- Official release poster
- Directed by: Edward John Drake
- Screenplay by: Edward John Drake
- Story by: Edward John Drake; Corey Large;
- Produced by: Robert Dean; Corey Large;
- Starring: Bruce Willis; Jack Kilmer; Lochlyn Munro; Jimmy Jean-Louis; Willow Shields; Dina Meyer; Timothy V. Murphy;
- Cinematography: Laffrey Witbrod
- Edited by: Justin Williams
- Music by: Scott Currie
- Production companies: 308 Ent; Arcana Studio; Buffalo 8 New Mexico;
- Distributed by: Lionsgate
- Release date: January 20, 2023;
- Running time: 91 minutes
- Country: United States
- Language: English
- Box office: $53,342

= Detective Knight: Independence =

2023 American action film by Edward Drake

Detective Knight: Independence (also known as Devil's Knight) is a 2023 American action film directed by Edward John Drake, who wrote the screenplay and co-wrote the story with Corey Large. Serving as the third and final installment of the Detective Knight film series, and as a sequel to Detective Knight: Redemption (2022), it stars Bruce Willis, Jack Kilmer, Lochlyn Munro, Jimmy Jean-Louis, Willow Shields, Dina Meyer, and Timothy V. Murphy.

Detective Knight: Independence was released by Lionsgate in select theaters and VOD on January 20, 2023, followed by its release on DVD and Blu-ray on February 28, 2023.

==Premise==
After the events of Redemption, Detective James Knight tries to stop a rogue vigilante and an out-of-control EMT vehicle from putting the city in danger on Independence Day. The detective's race against time also involves saving his own home from a suspected explosion.

==Production==
In October 2021, Bruce Willis signed on to star in an action film under the working title Devil's Knight, from writer-director Edward John Drake, for a back-to-back production with Christmas Knight in Vancouver, Canada, from November 17 to December 14, 2021. Filming had wrapped by January 9, 2022, while Trevor Gretzky was confirmed to have reprised his role for both films. By September 2022, Devil's Knight was retitled to Detective Knight: Independence, and set a January 20, 2023 release date. By October 2022, Lochlyn Munro, Jimmy Jean-Louis, Corey Large, and Cesar Miramontes were confirmed to reprise their roles from the first two films, while Willow Shields, Jack Kilmer, Alvaro Calderon, Dina Meyer, and Timothy V. Murphy were added to the cast. Detective Knight: Independence is one of the last films to star Willis, who retired from acting because he was diagnosed with frontotemporal dementia.

----------------

■ What you need to do:
A) According to the film article, who co-wrote the story of Detective Knight: Independence with Edward John Drake?
B) Continue the article on Detective Knight: Independence from the point where it stops.
The material that comes next is separate from the film article and has no connection to it.

----------------

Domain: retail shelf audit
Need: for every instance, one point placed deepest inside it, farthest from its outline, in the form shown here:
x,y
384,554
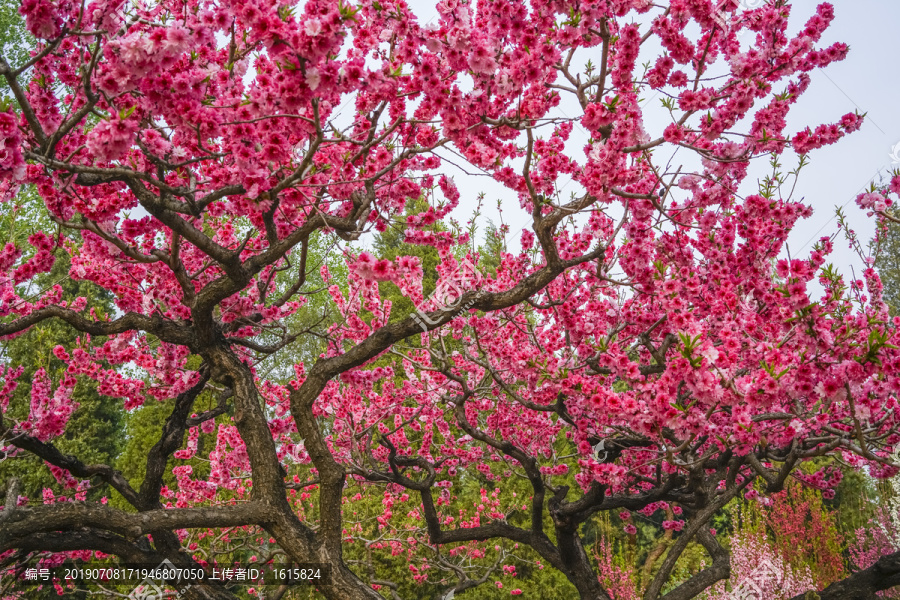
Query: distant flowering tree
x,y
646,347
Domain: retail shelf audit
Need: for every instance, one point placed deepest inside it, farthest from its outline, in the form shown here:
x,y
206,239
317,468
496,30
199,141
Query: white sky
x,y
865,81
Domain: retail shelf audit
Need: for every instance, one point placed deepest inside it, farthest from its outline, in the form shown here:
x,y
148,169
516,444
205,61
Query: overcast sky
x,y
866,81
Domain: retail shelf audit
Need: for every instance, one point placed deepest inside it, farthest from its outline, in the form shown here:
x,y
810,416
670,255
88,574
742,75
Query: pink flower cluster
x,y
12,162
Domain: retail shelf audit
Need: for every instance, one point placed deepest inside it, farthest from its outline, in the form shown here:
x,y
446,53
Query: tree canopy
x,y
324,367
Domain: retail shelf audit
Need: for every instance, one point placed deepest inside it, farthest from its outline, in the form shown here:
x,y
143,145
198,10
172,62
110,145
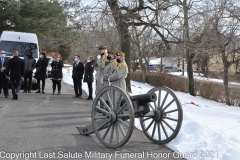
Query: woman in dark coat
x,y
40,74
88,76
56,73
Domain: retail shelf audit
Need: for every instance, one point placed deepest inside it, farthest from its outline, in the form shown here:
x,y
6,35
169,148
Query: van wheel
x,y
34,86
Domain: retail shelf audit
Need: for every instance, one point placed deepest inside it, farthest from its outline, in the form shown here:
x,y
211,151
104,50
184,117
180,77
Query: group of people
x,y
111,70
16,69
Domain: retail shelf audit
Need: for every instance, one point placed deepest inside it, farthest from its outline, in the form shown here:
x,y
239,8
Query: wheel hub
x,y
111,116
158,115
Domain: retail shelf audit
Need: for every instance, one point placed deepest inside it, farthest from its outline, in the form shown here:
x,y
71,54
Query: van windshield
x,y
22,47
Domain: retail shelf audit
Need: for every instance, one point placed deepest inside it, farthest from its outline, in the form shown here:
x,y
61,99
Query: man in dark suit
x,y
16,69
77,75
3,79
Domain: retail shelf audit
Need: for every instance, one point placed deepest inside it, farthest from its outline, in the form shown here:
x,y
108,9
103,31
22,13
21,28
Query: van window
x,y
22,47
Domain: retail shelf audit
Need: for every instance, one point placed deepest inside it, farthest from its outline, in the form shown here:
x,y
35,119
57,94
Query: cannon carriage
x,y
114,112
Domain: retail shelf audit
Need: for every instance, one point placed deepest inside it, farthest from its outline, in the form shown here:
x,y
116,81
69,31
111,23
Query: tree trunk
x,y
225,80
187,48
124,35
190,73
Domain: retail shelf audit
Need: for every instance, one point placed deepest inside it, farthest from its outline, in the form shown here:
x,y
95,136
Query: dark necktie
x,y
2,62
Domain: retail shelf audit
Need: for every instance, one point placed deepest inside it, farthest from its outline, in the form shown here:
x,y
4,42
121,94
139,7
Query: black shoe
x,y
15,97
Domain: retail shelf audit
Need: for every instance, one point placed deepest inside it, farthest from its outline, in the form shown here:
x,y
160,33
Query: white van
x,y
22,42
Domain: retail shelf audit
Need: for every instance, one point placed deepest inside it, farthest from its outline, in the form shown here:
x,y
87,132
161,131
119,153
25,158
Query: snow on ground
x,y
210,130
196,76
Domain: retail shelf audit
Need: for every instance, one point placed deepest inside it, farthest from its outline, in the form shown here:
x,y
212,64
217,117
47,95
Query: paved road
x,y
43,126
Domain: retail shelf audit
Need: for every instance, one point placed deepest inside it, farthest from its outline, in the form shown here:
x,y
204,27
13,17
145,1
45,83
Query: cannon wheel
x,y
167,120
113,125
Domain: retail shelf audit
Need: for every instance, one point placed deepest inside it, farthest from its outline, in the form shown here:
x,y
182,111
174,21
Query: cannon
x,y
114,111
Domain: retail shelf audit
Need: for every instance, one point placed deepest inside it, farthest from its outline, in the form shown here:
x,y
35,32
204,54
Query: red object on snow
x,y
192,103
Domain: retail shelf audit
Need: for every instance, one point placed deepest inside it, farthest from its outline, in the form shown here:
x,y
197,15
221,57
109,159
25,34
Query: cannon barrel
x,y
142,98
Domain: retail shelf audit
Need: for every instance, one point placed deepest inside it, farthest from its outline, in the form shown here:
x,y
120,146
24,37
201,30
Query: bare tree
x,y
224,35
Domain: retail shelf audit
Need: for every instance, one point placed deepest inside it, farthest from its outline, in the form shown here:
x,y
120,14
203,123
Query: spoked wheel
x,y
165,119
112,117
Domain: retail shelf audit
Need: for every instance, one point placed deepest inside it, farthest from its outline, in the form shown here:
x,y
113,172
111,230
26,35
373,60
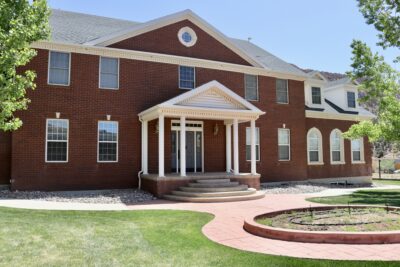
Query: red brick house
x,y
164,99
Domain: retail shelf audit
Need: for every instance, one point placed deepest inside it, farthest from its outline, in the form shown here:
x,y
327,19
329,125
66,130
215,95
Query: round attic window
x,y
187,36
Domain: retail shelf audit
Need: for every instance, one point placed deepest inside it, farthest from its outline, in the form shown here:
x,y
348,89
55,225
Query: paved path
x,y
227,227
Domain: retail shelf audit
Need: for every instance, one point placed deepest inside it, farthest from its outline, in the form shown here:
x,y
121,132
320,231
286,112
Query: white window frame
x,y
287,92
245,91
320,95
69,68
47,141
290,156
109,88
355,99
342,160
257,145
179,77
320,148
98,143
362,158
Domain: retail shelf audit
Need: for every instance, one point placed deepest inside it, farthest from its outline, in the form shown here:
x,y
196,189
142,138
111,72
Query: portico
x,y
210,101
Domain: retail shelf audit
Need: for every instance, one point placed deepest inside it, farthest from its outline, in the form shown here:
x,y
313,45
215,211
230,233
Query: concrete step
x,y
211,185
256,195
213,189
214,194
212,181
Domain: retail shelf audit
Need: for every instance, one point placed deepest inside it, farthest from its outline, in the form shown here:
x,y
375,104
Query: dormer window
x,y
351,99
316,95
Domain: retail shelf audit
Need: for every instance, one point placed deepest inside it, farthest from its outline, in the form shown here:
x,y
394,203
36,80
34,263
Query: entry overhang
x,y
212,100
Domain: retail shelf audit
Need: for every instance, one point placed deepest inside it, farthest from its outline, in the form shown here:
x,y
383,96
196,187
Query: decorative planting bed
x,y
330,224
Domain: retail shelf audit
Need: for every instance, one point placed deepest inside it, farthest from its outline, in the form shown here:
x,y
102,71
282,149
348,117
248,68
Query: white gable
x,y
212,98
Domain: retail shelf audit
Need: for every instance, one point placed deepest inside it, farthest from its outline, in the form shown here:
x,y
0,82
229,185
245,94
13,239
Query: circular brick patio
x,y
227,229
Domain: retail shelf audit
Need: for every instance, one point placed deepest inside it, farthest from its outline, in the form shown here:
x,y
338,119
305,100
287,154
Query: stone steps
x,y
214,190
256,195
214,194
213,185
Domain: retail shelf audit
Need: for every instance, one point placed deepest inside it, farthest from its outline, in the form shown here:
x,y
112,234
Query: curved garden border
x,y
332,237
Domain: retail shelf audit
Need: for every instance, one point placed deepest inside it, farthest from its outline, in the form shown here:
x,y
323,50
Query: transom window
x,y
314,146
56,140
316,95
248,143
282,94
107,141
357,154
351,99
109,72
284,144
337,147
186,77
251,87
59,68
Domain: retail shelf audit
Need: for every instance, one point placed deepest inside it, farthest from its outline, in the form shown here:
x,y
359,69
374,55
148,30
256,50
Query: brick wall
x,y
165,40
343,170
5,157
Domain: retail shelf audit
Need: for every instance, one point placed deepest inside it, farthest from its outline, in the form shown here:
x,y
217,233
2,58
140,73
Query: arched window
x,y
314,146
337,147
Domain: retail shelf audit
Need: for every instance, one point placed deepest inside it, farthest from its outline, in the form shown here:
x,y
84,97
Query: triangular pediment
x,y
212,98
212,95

----------------

■ Answers to the tasks:
A) Corey Large

B)
==Release==
Detective Knight: Independence was released by Lionsgate in limited theaters and VOD on January 20, 2023, followed by its release on DVD and Blu-ray on February 28, 2023. The film was previously expected to be delayed to July 2023, to tie into the Independence Day holiday.

===Box office===
As of January 3, 2024, Detective Knight: Independence grossed $53,342 in the United Arab Emirates and South Korea.

===Critical reception===

Anton Bitel of Projected Figures gave the film a positive review, summarizing that "Edward Drake's police trilogy closer is Bruce Willis' swan song, and a rueful reassessment of his career". Evan Dossey of Midwest Film Journal also gave the film a positive review, saying the film is "the most straightforward of the trilogy, and also the best. Willis gets a little more to do here than in previous Knight thrillers". Michael Szymanski of Mike Szy The Writer gave the film a 9/10 rating, writing, "this crime thriller trilogy of the Detective Knight series is a fitting finale to Bruce Willis's action movie career".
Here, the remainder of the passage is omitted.